**TEXT SHOWN**
━━━━
Ask HN: How do you view large JSON files?

Y	Hacker News new \| ask \| show \| jobs

	Ask HN: How do you view large JSON files?
	55 points by chuchuva 3630 days ago
	I use JSON Viewer [1] to view data in JSON format but it freezes on files larger than 1 MB. I want to be able to easily collapse and expand elements to understand the structure of the data. [1] https://jsonviewer.codeplex.com/

32 comments

niccaluim 3630 days ago

I view them unfavorably.

link

rdtsc 3630 days ago

Ha! It is funny because it is true. I remember listning to one of Joe Armstrong's talks (React 2014 conf and he talks at some point ( https://youtu.be/rQIE22e0cW8?t=2009 ) how parsing is rather expensive CPU-wise and also bandwidth expensive. Especially in mobile networks. The company he works for control data paths for smart phones to the internet, and they sweat wasting every little bit because it eats into the precious bandwitdth available to consumers -- and what do developers do? -- they shove JSON through that channel in the application level!

It was a silly observation but it is also true at some level. JSON might be easy to read, but reading a 100M json still needs a special editor.

Another funny observation Joe made at some point when a response to him calling JSON out, because "after all, you can see JSON" was that, your eyes cannot see JSON, they see photons bouncing from the screen. You still use an editor or some other translation program to display it and read it. So at some point might as well use binary (thrift, protobufs, sqlite, ...).

link

gravypod 3630 days ago

I personally think that's one of the more sane replies.

It is really important to chop up your JSON files into smaller sub-files. This will not only make it easier to backup and read manually but will usually give you a speed boost (can read to and write to more then 1 part of the "db" at a time).

link

TazeTSchnitzel 3630 days ago

This is probably sensible. JSON is a text-based format that requires you to parse the entire thing just to get an outline, unlike well-designed binary formats.

link

misframer 3630 days ago

Well-designed text formats too?

link

mockery 3630 days ago

Not necessarily. (I'd actually argue "not at all.") Presumably you have a text format in the first place because you want your representation to be human-readable [with common tools like a text editor], and very likely human-writable as well. Those are the real constraints of a (useful) text format, and they tend to be in direct conflict with high-performance parsing, or partial parsing.
━━━━
**EXTRACTED RECORDS**

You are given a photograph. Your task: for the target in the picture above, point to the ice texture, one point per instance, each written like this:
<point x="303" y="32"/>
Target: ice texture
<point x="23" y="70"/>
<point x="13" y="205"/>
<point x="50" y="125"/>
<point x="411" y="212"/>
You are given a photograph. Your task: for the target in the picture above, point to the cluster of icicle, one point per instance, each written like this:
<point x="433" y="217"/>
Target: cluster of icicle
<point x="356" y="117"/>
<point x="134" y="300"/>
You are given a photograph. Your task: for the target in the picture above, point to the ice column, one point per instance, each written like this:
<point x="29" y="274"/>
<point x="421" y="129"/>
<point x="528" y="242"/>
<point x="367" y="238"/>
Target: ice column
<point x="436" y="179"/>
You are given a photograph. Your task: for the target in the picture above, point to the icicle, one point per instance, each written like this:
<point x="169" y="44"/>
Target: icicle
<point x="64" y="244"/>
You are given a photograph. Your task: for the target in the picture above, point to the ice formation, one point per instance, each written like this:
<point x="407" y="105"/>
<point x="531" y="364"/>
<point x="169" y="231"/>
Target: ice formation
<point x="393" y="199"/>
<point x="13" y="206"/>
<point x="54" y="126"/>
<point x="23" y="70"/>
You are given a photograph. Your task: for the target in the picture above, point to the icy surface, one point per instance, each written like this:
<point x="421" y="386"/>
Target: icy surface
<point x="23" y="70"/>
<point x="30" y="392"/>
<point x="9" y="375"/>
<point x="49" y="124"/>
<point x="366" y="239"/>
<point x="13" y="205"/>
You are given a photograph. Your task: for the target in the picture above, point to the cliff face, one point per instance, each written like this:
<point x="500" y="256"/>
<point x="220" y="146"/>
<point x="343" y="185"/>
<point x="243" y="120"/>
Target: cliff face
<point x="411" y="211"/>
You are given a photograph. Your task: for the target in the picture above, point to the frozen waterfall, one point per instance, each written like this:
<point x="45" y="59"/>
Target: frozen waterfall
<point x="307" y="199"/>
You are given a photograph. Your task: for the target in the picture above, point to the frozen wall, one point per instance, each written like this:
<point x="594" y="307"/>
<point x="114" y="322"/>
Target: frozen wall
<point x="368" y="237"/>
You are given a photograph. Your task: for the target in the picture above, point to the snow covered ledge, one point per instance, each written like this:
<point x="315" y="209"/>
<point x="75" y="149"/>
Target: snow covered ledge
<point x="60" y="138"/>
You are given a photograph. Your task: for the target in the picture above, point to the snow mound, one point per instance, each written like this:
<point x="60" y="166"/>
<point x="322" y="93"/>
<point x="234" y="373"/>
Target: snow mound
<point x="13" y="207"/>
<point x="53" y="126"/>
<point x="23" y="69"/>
━━━━
**TASKS FOR THIS EXERCISE**
1. Condense the paragraph in the JSON thread that starts "It is really important to chop up", keeping its main facts.
2. Reproduce the part of the JSON thread that opens with the words containing "32 comments" and closes with "a special editor.".
3. In the JSON thread, at what file size does JSON Viewer freeze?
The records are separate material from the JSON thread.

**PROBLEM SOLUTIONS**
1. Splitting JSON files into smaller sub-files makes them easier to back up and read by hand. It usually also gives a speed boost, since more than one part of the "db" can be read and written at a time.

2.
32 comments

niccaluim 3630 days ago

I view them unfavorably.

link

rdtsc 3630 days ago

Ha! It is funny because it is true. I remember listning to one of Joe Armstrong's talks (React 2014 conf and he talks at some point ( https://youtu.be/rQIE22e0cW8?t=2009 ) how parsing is rather expensive CPU-wise and also bandwidth expensive. Especially in mobile networks. The company he works for control data paths for smart phones to the internet, and they sweat wasting every little bit because it eats into the precious bandwitdth available to consumers -- and what do developers do? -- they shove JSON through that channel in the application level!

It was a silly observation but it is also true at some level. JSON might be easy to read, but reading a 100M json still needs a special editor.

3. It freezes on files larger than 1 MB.